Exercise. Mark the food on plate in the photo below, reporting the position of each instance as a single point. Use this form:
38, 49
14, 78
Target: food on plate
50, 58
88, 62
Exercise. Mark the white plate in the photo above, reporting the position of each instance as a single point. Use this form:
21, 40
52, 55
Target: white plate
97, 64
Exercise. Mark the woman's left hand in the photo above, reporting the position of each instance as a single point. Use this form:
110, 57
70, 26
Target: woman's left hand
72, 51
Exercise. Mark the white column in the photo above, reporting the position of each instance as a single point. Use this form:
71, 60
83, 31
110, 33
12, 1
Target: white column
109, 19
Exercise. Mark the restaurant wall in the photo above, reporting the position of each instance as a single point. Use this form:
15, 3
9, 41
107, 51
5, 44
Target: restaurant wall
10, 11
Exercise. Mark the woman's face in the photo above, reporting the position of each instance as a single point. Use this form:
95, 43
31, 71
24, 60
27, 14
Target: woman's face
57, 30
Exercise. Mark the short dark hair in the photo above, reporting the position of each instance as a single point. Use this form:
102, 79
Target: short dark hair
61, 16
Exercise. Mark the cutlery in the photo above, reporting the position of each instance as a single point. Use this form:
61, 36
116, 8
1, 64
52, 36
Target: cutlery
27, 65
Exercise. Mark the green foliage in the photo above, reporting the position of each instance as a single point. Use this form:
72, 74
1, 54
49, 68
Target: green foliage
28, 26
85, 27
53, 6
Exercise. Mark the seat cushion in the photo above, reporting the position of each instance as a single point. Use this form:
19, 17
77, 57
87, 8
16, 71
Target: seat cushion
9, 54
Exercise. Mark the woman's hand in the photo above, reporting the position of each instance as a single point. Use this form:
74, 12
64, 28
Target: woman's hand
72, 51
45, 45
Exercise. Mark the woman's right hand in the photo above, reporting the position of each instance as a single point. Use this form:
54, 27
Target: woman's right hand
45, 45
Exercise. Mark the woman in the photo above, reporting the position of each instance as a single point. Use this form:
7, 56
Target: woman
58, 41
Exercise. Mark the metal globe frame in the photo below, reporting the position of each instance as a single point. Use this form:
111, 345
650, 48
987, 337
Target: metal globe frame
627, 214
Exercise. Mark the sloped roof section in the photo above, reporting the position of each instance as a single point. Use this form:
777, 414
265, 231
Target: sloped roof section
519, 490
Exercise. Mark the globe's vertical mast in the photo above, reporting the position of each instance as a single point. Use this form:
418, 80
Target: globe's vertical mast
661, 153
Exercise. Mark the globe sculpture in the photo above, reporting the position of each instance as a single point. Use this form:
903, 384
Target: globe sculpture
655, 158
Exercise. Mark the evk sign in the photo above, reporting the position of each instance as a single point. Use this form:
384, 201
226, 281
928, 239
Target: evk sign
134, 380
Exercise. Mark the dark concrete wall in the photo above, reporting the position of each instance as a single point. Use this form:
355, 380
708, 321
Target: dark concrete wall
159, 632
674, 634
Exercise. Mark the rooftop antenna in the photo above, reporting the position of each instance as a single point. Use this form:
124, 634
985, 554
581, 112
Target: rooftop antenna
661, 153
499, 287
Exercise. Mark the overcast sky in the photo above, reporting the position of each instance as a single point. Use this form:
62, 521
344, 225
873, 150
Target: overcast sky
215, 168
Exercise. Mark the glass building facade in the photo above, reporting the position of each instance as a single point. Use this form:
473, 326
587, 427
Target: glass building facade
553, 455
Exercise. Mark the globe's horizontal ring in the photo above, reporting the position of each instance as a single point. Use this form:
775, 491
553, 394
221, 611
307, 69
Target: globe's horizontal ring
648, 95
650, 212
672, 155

---

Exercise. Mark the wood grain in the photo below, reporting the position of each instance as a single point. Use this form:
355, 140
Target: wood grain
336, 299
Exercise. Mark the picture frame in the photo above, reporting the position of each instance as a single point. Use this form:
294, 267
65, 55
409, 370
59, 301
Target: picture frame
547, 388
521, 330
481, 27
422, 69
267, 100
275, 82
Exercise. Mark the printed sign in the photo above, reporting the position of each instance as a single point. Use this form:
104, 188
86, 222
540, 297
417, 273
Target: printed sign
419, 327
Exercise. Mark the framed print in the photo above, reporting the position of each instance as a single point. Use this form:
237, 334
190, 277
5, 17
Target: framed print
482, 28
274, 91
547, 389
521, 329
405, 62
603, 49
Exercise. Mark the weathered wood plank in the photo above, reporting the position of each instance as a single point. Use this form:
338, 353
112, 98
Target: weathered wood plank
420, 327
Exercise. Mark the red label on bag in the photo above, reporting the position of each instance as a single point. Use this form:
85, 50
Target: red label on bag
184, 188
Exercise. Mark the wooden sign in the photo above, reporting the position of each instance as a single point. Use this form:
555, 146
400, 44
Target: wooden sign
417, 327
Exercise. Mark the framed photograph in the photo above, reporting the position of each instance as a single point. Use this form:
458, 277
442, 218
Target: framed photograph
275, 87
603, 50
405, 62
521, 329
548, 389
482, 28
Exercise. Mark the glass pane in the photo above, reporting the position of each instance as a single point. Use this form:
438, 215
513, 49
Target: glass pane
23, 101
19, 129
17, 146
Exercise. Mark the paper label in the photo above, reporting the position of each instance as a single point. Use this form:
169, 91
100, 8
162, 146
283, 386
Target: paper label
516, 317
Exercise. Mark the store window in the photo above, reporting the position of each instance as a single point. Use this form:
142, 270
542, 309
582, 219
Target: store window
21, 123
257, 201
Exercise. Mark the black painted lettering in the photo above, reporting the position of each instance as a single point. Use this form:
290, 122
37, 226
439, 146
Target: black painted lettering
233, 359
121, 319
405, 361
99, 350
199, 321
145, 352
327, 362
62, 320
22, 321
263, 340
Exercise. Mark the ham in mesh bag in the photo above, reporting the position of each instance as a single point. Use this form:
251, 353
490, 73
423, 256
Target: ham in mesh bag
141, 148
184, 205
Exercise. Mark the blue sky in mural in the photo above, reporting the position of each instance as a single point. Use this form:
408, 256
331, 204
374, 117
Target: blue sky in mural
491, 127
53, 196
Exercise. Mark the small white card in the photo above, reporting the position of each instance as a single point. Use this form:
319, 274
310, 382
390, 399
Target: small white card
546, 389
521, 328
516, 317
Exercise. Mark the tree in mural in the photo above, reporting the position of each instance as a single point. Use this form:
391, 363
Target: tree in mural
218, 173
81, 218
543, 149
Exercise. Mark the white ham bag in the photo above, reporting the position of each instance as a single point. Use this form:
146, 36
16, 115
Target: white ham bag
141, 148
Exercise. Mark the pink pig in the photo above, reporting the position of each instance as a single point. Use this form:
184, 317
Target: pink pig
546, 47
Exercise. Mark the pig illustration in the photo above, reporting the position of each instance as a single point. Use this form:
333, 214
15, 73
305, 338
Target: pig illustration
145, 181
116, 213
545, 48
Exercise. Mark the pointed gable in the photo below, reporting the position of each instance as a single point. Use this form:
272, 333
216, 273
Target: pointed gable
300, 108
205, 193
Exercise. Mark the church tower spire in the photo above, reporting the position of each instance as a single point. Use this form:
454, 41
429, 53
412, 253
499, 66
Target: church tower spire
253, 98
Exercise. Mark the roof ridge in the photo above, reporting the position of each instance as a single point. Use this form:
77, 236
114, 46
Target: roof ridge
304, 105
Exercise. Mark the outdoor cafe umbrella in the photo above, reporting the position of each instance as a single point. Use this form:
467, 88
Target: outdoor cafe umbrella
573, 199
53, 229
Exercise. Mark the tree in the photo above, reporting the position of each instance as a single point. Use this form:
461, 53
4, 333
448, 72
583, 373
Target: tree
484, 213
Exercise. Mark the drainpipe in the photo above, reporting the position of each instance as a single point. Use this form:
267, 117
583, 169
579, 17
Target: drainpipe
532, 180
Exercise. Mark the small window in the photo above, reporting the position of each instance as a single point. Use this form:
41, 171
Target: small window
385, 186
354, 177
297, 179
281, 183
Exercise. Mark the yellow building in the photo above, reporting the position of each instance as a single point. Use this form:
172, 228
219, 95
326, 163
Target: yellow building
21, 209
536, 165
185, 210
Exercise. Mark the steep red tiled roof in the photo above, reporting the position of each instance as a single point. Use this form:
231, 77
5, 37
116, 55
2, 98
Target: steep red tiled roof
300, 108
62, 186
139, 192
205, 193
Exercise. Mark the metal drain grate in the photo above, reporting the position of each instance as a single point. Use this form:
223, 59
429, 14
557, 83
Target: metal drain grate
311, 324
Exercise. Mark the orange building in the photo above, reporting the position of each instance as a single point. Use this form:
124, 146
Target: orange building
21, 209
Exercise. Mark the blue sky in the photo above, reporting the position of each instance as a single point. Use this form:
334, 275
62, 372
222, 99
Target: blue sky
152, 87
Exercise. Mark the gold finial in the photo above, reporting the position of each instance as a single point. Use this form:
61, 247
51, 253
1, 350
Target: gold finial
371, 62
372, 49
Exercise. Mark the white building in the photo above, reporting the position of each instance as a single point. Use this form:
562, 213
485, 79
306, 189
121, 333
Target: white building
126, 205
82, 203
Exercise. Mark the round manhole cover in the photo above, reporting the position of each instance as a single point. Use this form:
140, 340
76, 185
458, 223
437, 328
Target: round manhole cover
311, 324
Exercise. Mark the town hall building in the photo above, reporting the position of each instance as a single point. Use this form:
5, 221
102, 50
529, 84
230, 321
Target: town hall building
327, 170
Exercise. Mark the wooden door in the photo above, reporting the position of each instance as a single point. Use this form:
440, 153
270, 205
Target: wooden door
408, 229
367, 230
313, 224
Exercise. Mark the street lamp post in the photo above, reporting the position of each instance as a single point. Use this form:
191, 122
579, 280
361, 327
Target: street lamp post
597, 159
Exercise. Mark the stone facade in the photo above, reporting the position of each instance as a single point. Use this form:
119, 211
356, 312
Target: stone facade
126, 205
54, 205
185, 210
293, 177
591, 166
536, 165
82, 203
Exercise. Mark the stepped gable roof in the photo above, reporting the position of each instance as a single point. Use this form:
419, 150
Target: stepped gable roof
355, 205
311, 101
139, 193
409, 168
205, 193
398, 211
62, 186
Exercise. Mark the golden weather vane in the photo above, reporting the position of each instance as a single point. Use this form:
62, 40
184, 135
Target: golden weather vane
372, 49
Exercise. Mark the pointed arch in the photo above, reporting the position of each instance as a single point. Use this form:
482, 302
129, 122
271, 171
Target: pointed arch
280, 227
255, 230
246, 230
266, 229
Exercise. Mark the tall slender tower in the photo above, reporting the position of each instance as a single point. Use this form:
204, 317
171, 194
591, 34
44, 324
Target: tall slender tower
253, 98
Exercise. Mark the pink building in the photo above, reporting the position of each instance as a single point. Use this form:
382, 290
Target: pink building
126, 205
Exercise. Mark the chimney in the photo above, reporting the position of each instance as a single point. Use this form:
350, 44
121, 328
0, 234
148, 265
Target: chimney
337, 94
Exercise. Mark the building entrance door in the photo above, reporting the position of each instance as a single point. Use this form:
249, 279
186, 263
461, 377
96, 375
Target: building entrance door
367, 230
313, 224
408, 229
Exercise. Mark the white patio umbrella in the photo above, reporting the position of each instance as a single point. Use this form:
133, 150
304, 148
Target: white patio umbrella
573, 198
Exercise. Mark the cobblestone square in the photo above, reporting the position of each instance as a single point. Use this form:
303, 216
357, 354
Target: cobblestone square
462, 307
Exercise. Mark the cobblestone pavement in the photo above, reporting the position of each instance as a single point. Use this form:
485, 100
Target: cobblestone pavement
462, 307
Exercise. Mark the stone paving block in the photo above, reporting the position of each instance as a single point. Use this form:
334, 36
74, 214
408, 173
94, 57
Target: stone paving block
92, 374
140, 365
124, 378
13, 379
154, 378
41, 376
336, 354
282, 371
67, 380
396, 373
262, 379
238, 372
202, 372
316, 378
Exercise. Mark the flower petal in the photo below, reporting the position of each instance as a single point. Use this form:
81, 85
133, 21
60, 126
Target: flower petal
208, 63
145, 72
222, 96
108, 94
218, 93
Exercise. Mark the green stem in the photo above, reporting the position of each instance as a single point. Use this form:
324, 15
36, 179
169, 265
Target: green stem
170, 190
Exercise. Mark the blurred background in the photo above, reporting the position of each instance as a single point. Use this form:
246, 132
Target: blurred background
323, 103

* * *

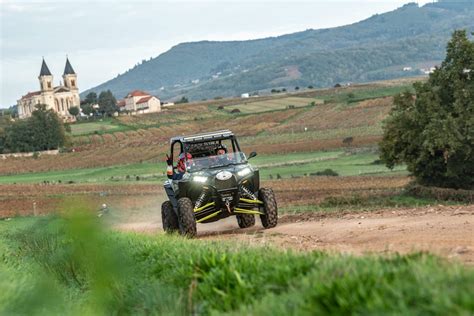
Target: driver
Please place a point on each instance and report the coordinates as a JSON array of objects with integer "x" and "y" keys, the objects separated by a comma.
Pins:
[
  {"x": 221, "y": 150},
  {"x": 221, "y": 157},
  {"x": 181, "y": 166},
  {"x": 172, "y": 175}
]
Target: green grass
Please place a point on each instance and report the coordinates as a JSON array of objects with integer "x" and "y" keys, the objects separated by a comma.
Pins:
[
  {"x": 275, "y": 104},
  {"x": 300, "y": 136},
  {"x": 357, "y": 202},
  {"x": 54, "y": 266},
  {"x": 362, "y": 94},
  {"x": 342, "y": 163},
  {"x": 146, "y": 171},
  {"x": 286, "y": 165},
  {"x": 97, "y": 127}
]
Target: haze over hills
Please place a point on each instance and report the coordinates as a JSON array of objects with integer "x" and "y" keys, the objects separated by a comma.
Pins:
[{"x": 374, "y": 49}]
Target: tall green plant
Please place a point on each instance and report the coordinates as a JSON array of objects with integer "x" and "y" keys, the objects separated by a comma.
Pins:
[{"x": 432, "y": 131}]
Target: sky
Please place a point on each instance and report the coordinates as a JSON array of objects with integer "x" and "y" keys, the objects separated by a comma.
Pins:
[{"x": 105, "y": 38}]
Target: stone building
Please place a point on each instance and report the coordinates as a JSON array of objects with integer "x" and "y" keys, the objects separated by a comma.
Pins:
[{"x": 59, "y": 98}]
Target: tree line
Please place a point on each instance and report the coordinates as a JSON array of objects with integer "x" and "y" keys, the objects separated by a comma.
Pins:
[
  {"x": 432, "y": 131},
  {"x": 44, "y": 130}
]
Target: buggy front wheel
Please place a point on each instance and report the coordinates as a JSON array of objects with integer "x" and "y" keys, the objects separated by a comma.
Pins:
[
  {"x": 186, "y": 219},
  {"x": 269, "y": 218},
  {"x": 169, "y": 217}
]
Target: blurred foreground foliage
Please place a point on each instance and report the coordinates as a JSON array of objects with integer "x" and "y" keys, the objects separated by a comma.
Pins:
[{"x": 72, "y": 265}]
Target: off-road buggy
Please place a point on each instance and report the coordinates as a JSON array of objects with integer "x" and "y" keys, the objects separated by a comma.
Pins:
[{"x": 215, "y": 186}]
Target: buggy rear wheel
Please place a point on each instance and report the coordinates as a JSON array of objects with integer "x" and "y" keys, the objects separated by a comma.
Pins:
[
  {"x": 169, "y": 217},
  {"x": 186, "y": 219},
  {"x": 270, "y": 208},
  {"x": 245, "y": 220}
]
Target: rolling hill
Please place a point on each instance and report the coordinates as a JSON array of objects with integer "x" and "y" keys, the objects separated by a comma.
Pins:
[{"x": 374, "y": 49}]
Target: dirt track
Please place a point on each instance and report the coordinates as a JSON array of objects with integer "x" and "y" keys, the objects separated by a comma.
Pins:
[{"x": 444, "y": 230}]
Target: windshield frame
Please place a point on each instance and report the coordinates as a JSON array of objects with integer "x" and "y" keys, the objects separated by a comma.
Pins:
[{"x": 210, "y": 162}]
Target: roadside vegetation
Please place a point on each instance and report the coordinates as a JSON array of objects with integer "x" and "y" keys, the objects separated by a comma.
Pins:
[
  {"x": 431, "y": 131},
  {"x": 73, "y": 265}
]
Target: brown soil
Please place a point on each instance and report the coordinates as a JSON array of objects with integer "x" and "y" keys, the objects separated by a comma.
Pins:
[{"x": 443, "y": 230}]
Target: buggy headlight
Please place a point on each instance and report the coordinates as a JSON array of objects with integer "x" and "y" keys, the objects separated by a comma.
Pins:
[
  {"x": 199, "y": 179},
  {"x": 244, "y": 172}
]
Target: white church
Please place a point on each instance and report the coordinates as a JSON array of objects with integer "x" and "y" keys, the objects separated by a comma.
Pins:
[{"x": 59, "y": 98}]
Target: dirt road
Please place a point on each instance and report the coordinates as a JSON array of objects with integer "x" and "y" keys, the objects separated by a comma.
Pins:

* Task goal
Which lines of the records contain the word "sloped"? Show every one of them in full.

* Solution to this task
Exercise. Mark the sloped roof section in the photo above, reporting the position of each instance as a single point. Use this form:
Target: sloped roof section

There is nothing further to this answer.